> **DOCUMENT SEGMENT**
** start **

Adam optimizer is slower after loading model from checkpoint
radomirgr opened this issue · comments
Bug description
When i was resuming my model from training from checkpoint i notice slowness in gpu utilization. I have found problem that adam is doing cuda sync after restoring from checkpoint. It is a problem if you have a lot of optimziers in your network.
Adam implementation is assuming that step component of the state is a cpu tensor. It is assumed here which is executed in adam here
Problem is that lightning is putting all optimizer state to the gpu here
My current workaround is:
def training_step(
self,
batch: Any,
batch_idx: int,
dataloader_idx: int = 0,
):
print("training_step")

** end **

(Portion of a data file)

** start **

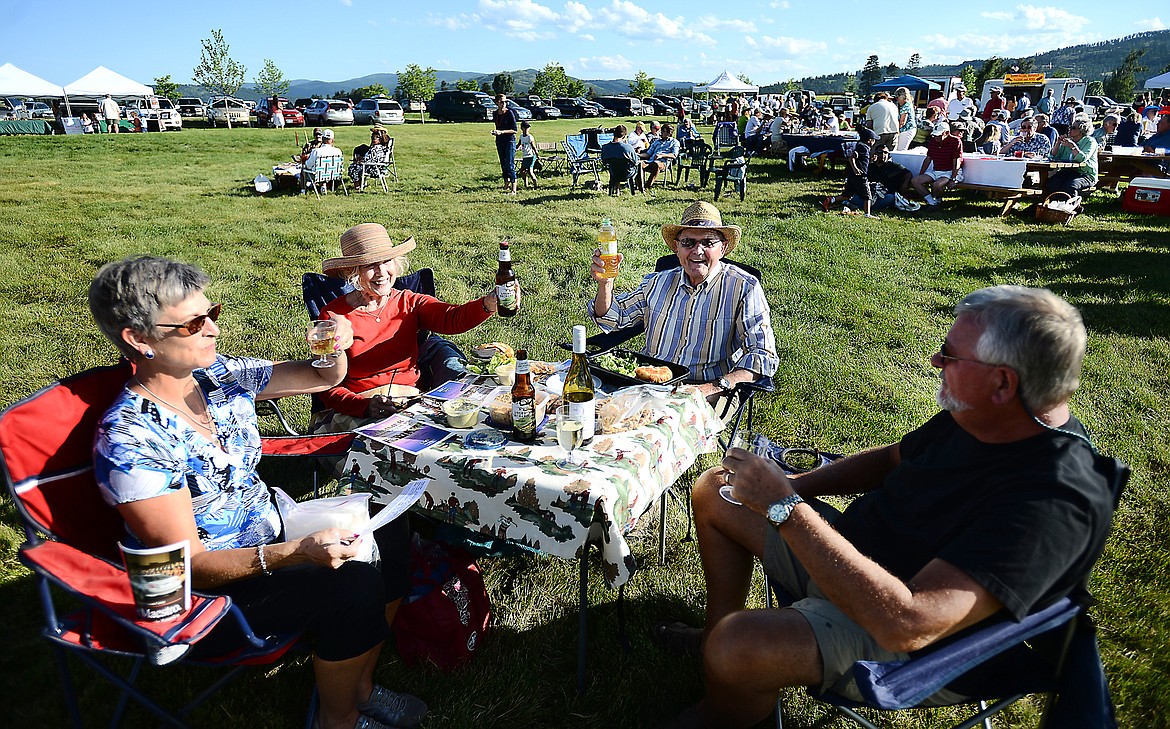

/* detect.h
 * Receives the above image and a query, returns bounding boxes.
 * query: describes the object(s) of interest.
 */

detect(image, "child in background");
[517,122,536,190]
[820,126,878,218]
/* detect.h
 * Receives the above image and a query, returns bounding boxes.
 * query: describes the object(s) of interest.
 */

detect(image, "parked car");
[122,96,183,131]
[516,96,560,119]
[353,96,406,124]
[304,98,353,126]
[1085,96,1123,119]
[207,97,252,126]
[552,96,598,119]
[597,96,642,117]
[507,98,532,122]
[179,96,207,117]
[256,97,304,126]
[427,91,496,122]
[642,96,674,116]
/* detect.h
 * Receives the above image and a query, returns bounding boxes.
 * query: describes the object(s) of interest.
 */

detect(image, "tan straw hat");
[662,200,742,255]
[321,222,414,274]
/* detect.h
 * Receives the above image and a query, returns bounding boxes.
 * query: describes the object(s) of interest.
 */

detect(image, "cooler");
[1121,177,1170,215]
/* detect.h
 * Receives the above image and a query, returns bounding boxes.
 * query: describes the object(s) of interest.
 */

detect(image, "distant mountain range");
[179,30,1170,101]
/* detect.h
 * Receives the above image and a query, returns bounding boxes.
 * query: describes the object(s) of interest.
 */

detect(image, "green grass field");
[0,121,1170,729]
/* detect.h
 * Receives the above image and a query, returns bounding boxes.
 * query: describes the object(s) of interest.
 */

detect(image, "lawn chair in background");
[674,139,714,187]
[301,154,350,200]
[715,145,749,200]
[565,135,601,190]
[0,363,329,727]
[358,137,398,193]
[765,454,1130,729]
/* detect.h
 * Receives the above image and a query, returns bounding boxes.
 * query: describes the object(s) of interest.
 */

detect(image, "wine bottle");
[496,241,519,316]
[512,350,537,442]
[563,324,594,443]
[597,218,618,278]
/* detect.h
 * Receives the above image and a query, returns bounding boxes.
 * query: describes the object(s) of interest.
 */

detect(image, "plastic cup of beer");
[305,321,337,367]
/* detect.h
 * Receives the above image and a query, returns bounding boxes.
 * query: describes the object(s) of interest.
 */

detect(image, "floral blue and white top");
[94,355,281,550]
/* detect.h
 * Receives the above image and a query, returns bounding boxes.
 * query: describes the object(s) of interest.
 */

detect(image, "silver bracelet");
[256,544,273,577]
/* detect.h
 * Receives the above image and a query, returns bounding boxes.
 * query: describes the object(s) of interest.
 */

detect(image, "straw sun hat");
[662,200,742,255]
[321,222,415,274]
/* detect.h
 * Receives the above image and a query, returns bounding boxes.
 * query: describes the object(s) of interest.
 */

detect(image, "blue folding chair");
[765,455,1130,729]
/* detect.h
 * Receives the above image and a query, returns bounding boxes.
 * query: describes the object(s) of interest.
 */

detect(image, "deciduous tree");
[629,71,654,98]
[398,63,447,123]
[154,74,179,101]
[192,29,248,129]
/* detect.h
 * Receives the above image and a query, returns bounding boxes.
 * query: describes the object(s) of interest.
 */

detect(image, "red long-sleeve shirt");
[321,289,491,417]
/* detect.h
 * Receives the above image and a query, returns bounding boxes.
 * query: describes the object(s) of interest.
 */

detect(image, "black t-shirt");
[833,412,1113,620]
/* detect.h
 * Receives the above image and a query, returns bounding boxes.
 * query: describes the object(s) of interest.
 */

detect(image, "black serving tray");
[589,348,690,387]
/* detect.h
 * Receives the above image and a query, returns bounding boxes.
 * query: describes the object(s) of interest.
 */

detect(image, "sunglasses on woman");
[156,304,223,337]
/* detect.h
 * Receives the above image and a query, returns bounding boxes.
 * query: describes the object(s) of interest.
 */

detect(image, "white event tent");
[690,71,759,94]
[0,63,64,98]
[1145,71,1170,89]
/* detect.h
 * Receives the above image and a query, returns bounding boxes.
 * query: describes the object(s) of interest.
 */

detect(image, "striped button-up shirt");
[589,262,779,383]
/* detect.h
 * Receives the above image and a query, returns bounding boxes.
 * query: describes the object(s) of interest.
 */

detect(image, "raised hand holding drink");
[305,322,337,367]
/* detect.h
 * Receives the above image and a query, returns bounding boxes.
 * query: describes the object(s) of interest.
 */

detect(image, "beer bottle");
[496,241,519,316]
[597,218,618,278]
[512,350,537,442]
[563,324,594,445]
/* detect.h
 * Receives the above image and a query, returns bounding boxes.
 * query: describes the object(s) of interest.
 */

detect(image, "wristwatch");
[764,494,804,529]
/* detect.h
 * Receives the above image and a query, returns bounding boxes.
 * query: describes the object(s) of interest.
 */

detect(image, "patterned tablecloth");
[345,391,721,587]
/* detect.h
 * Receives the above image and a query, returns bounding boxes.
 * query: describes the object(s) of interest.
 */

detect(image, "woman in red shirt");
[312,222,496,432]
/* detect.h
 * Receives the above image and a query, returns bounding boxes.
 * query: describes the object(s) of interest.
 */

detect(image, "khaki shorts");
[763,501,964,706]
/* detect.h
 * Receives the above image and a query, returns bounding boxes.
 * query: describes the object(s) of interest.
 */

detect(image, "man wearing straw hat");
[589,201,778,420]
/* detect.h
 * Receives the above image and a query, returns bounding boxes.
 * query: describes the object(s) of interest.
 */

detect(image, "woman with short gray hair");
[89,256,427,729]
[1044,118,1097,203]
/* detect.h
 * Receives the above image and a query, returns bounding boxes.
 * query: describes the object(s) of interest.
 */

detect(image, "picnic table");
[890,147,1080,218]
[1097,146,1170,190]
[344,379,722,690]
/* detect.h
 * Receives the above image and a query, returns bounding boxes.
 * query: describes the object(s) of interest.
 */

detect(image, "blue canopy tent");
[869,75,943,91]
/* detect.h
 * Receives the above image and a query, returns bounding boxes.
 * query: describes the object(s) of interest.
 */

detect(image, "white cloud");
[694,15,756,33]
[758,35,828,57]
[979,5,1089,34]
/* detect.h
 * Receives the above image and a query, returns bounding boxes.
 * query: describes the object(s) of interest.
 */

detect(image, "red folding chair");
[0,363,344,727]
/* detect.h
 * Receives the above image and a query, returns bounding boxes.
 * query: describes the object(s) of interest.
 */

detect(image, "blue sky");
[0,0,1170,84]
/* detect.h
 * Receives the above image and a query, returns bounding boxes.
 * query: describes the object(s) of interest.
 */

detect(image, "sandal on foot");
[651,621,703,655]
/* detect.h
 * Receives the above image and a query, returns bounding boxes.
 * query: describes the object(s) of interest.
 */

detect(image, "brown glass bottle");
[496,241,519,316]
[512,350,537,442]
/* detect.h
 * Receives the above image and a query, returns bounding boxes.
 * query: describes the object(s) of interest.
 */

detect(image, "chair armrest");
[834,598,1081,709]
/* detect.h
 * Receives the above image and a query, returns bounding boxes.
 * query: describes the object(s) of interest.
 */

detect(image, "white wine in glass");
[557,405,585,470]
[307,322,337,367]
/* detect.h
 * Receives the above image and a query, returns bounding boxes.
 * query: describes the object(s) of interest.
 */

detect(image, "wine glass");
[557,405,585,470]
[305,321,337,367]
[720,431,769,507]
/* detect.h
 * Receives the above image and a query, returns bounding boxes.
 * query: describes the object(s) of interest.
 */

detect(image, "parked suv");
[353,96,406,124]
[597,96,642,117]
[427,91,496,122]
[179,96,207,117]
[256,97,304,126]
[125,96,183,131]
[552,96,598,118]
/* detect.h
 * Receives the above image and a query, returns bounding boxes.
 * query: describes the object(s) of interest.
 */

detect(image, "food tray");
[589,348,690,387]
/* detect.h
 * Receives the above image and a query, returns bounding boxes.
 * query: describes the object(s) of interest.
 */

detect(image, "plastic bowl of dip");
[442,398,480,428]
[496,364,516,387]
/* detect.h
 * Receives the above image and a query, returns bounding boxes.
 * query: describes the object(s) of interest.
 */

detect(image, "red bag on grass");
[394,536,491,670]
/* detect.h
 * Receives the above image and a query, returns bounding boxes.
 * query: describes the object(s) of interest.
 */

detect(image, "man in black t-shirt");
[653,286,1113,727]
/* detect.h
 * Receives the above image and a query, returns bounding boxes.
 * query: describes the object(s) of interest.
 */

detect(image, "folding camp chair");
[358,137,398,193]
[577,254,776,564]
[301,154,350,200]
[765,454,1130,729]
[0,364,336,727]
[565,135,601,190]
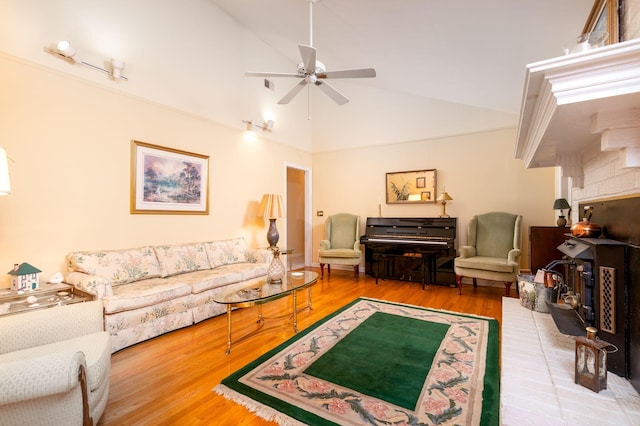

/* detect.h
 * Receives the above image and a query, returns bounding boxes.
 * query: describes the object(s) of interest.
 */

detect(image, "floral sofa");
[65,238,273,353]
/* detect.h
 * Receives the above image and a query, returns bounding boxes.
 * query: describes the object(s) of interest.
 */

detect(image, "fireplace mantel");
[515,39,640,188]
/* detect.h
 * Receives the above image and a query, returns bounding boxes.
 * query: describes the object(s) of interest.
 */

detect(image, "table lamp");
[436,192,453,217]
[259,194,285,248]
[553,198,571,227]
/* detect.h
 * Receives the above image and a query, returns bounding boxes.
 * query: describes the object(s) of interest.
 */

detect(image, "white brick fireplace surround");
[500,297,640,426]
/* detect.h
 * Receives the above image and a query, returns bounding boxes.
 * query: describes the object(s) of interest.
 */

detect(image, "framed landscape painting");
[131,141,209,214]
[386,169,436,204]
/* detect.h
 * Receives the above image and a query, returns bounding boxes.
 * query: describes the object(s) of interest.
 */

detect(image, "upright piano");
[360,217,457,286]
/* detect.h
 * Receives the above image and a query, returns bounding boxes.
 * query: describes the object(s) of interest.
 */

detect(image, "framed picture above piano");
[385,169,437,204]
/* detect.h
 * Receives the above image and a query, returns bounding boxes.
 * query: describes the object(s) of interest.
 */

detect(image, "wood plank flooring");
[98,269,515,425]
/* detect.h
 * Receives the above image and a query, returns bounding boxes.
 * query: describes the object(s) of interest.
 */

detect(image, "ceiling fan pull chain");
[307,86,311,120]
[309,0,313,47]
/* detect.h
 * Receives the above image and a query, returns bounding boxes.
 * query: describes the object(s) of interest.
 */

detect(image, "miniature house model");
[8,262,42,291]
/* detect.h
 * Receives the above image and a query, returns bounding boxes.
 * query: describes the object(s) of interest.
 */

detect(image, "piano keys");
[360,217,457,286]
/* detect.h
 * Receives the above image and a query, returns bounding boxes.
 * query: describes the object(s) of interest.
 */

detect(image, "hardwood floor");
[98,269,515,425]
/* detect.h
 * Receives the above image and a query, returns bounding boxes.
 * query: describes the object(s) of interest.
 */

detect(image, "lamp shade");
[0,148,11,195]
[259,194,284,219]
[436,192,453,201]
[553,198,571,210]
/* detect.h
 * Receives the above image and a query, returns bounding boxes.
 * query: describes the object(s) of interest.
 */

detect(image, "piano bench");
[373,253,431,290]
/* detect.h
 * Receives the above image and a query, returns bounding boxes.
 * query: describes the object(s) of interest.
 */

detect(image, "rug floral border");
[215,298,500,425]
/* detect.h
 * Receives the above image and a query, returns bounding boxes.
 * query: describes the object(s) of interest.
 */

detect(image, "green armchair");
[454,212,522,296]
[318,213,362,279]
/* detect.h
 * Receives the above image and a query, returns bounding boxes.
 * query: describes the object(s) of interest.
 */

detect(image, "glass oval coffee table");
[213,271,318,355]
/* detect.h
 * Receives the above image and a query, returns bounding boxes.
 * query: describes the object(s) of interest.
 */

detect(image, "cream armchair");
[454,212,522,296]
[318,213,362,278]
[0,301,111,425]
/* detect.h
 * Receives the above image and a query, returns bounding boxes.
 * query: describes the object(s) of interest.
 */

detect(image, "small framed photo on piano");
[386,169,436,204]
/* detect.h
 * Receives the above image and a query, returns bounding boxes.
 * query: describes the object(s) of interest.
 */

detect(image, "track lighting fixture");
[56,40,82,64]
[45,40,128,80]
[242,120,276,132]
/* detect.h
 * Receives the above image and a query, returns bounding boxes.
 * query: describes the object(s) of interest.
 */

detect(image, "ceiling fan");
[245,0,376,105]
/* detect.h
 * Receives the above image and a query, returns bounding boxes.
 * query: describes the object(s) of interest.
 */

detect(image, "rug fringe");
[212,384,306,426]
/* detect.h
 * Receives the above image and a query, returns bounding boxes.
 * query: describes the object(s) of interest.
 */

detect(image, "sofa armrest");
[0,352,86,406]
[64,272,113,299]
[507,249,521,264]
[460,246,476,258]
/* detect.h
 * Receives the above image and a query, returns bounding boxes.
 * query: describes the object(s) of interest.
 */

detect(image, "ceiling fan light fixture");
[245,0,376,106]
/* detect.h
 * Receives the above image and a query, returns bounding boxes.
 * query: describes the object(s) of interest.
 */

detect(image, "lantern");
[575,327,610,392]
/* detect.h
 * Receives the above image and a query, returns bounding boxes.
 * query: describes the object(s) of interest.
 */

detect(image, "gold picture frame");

** end **

> **EXERCISE**
In the issue about Adam optimizer slowness, restate the passage that begins at "Adam optimizer is" and ends after "in your network.", substituting "snapshot" for "checkpoint".

> **RESULT FOR THIS EXERCISE**
Adam optimizer is slower after loading model from snapshot
radomirgr opened this issue · comments
Bug description
When i was resuming my model from training from snapshot i notice slowness in gpu utilization. I have found problem that adam is doing cuda sync after restoring from snapshot. It is a problem if you have a lot of optimziers in your network.